— Begin —
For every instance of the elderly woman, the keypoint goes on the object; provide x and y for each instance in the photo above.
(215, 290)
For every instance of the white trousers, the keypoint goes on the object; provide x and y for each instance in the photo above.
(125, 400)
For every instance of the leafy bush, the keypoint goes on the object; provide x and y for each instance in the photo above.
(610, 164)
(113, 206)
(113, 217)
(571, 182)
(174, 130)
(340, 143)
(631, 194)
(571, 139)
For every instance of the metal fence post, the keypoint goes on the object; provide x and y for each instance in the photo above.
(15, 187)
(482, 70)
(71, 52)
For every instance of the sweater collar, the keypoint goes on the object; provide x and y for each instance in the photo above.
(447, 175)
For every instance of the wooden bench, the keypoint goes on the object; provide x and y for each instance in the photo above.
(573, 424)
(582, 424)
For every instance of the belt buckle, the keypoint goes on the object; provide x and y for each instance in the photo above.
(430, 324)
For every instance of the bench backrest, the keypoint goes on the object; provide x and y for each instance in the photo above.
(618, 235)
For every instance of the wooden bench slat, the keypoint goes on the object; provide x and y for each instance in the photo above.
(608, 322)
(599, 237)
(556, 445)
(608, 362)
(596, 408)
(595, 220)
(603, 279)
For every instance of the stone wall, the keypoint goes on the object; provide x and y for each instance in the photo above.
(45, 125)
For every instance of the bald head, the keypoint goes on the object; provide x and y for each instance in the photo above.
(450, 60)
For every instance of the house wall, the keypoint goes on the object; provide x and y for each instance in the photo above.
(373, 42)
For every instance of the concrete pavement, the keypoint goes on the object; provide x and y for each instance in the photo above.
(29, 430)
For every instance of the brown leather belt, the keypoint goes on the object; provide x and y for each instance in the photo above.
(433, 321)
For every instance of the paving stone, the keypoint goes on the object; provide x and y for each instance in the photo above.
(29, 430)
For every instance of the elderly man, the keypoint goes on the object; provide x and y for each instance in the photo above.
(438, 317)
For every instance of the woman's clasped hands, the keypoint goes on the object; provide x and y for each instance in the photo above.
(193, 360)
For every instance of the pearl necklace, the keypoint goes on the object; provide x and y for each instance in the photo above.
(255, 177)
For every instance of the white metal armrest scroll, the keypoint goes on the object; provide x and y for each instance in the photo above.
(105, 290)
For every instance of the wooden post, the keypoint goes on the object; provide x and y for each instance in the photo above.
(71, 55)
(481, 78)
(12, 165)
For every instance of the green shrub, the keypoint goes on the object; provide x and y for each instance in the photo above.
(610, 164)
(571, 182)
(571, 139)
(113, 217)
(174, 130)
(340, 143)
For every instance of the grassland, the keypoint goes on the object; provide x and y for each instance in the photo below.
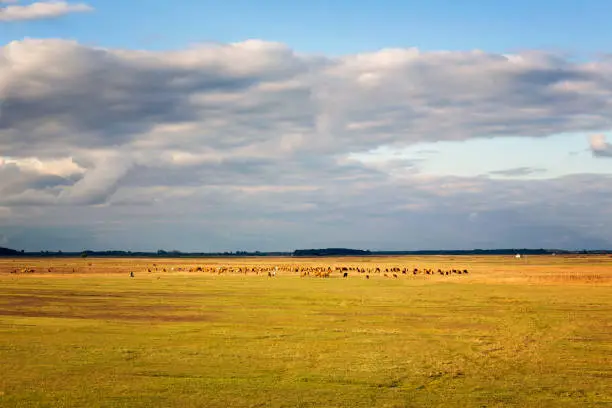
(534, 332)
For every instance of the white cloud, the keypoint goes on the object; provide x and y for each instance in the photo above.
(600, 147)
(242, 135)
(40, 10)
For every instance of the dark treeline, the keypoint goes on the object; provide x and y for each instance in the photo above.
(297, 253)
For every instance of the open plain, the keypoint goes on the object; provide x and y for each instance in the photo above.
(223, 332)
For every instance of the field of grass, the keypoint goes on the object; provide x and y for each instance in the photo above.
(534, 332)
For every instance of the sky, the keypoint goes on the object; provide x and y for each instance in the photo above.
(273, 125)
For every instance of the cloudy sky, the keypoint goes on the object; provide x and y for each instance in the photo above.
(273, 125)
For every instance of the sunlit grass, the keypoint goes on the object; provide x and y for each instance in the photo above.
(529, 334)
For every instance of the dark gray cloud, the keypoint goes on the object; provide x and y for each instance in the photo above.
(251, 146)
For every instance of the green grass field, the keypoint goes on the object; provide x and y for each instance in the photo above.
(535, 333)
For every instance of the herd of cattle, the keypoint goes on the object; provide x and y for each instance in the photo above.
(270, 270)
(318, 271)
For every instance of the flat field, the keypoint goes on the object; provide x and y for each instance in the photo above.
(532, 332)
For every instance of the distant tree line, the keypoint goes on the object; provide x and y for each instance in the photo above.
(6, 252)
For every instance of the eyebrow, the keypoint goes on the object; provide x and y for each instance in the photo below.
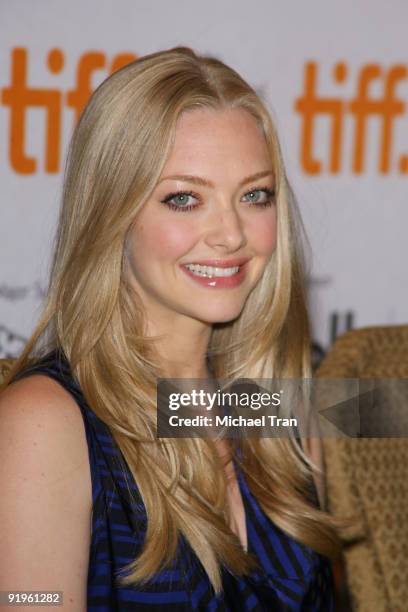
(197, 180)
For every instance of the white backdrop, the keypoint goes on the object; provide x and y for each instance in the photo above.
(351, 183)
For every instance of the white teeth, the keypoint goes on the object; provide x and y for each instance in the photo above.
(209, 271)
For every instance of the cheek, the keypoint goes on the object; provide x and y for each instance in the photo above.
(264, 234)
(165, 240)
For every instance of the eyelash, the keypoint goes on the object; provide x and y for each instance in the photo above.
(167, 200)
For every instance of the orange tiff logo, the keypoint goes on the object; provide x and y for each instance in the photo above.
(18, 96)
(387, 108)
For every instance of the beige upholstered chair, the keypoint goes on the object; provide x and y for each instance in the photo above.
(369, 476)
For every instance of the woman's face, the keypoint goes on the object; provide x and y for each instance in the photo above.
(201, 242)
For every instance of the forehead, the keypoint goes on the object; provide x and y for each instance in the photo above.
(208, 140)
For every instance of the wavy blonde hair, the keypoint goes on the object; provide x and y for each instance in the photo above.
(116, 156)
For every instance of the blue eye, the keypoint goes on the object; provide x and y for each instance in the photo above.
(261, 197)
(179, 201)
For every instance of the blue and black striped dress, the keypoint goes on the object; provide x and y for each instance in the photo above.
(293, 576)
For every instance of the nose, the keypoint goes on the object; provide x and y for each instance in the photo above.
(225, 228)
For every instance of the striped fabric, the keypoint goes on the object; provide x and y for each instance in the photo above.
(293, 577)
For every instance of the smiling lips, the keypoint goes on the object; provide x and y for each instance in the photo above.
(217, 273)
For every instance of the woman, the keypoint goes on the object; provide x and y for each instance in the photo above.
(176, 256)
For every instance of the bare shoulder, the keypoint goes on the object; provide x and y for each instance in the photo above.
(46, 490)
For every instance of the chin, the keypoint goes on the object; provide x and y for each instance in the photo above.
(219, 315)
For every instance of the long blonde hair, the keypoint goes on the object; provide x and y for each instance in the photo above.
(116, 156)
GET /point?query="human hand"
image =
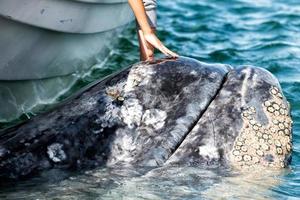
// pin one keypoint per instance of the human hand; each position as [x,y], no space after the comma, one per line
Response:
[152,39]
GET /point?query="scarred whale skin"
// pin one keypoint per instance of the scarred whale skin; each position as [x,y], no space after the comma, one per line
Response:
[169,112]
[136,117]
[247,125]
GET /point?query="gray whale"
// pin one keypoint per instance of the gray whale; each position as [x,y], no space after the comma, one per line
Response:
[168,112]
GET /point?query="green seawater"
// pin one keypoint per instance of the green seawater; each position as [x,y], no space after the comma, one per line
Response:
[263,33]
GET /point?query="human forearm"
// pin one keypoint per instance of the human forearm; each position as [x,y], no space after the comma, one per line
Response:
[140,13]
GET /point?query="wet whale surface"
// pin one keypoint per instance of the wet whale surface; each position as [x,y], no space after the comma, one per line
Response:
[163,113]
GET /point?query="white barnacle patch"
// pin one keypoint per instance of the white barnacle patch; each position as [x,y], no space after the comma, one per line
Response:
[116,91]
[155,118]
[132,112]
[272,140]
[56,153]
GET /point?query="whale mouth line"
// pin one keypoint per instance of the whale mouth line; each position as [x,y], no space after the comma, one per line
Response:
— End —
Task statement – Locate every line in the records above that contains the word "patch". Copy each of those lines.

Output of the exercise –
GET /point?query="white barnacle patch"
// pin one keypoint per instance of the white barnacle patch; each position as [x,y], no space after the comma, one per line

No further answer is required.